------ EXCERPTED PASSAGE

The nonlinear transmission coefficient of the saturable absorber is one of the main limitations to achieving high-energy pulses. Throughout my research, I have used two types of saturable absorbers. The first is a lumped semiconductor saturable absorber mirror (SESAM) and the second is based on the nonlinear polarization rotation (NPR) that is considered an artificial saturable absorber with distributed effect.
The first model introduced in this thesis is an analytical model, which provides closed form relations for the pulse characteristics of all-normal dispersion fiber laser. It shows how the spectral bandwidth of the lumped filter inserted inside the cavity affects the pulse characteristics. Also, it illustrates the influence of the saturable absorber parameters on the pulse characteristics. I show that increasing the small signal saturable absorber loss and decreasing the saturation power leads to the increase in pulse energy and spectral bandwidth. Numerical simulation and experimental results are in agreement with the results of the analytical models.

------------
------ ENTRIES SUPPLIED

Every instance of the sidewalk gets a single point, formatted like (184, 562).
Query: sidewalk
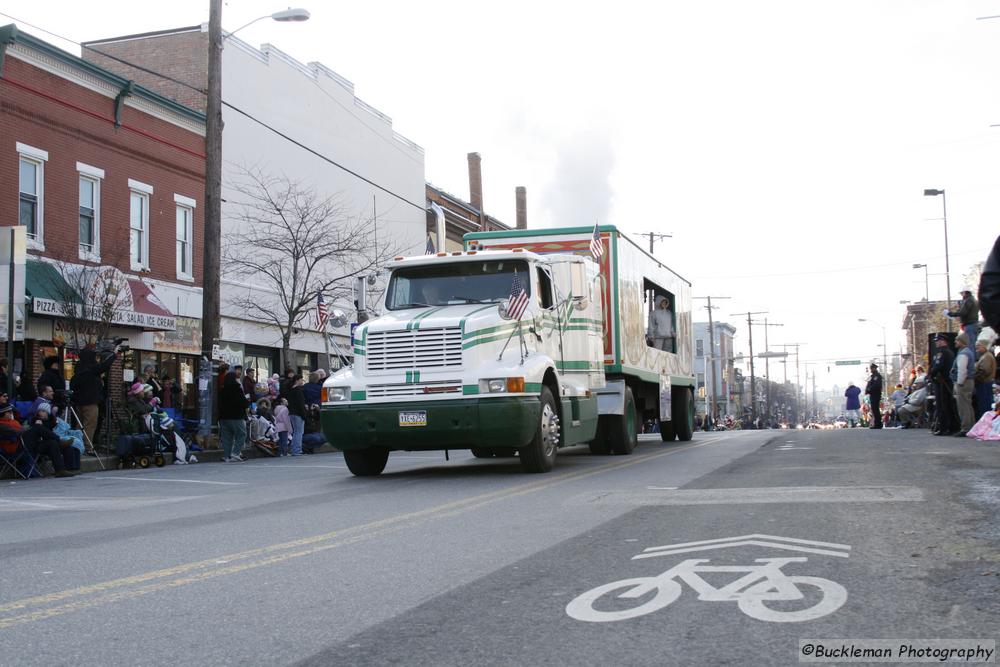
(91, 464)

------------
------ ENTRIES SUPPLIED

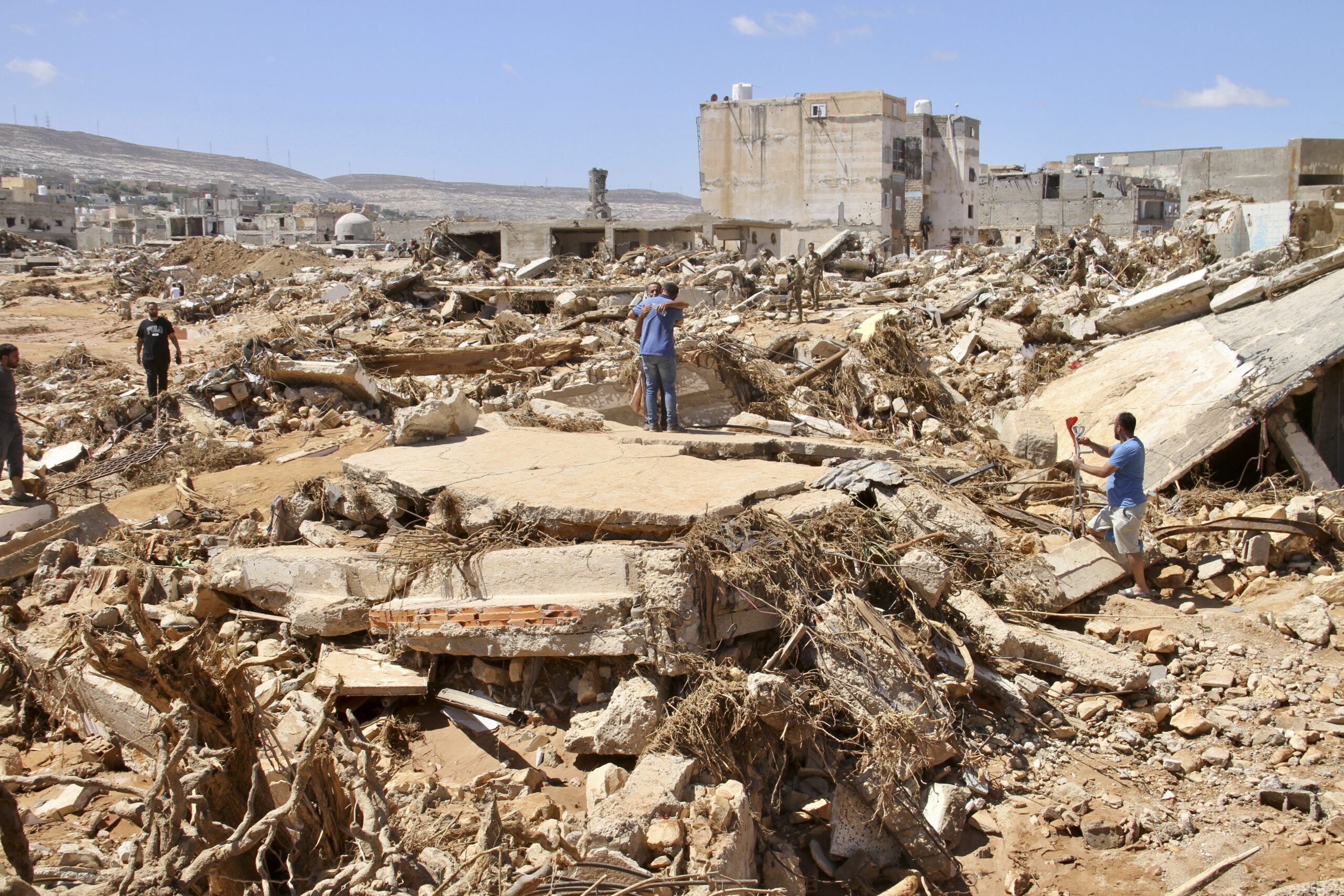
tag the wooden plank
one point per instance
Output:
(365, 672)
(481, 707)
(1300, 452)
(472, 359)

------------
------ ENTRIES SUPPLIED

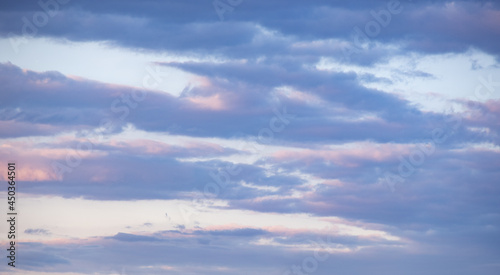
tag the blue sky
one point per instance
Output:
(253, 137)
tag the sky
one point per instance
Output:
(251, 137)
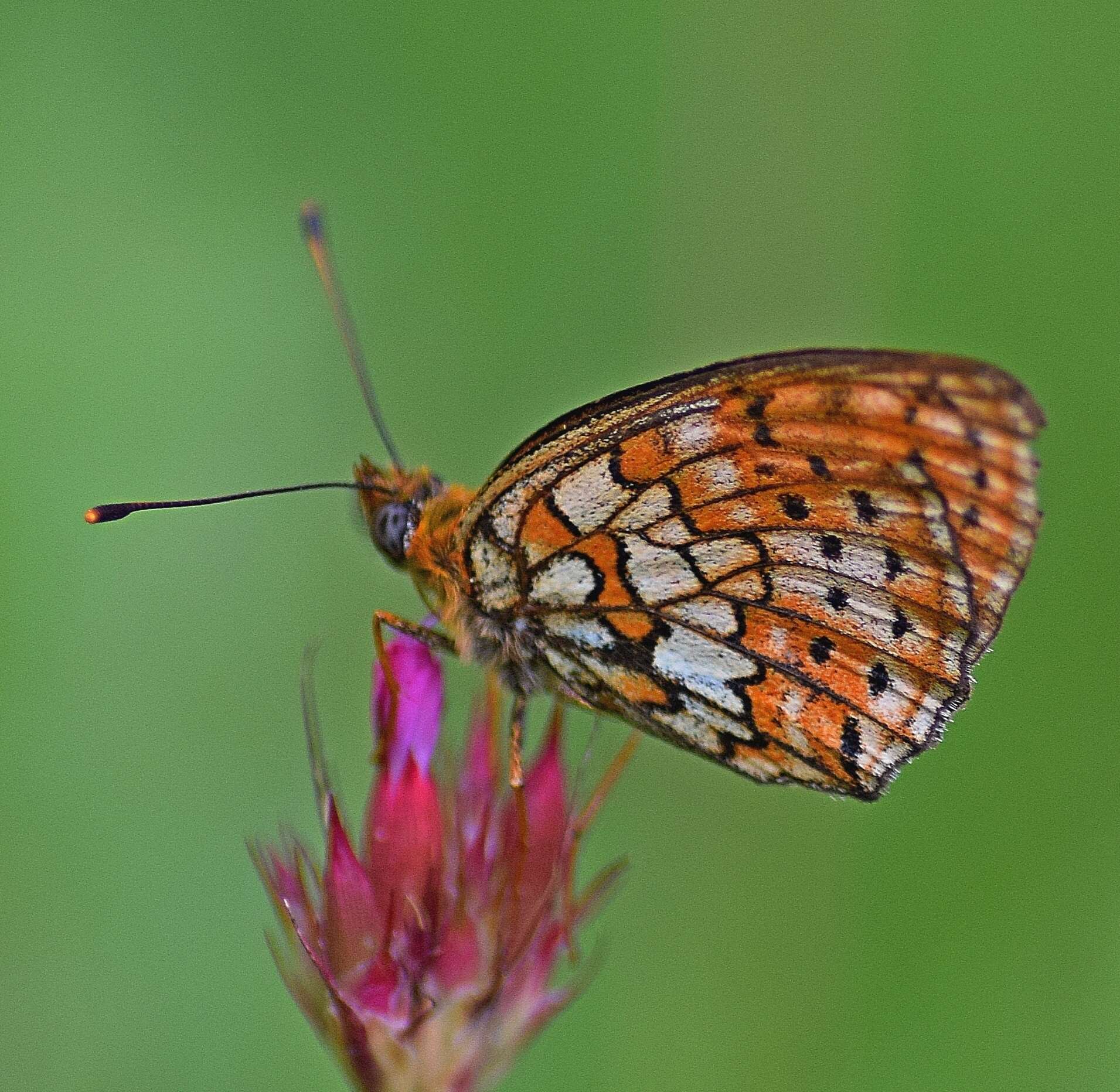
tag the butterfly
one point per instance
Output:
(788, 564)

------------

STATED GOAL 1
Please translate this sentence from the passage on saturable absorbers into Spanish: "Throughout my research, I have used two types of saturable absorbers."
STATED GOAL 2
Count the lines of the rows that contain the string "sidewalk". Reply with the number alone.

WRITTEN SOLUTION 1
A lo largo de mi investigación, he utilizado dos tipos de absorbentes saturables.

WRITTEN SOLUTION 2
2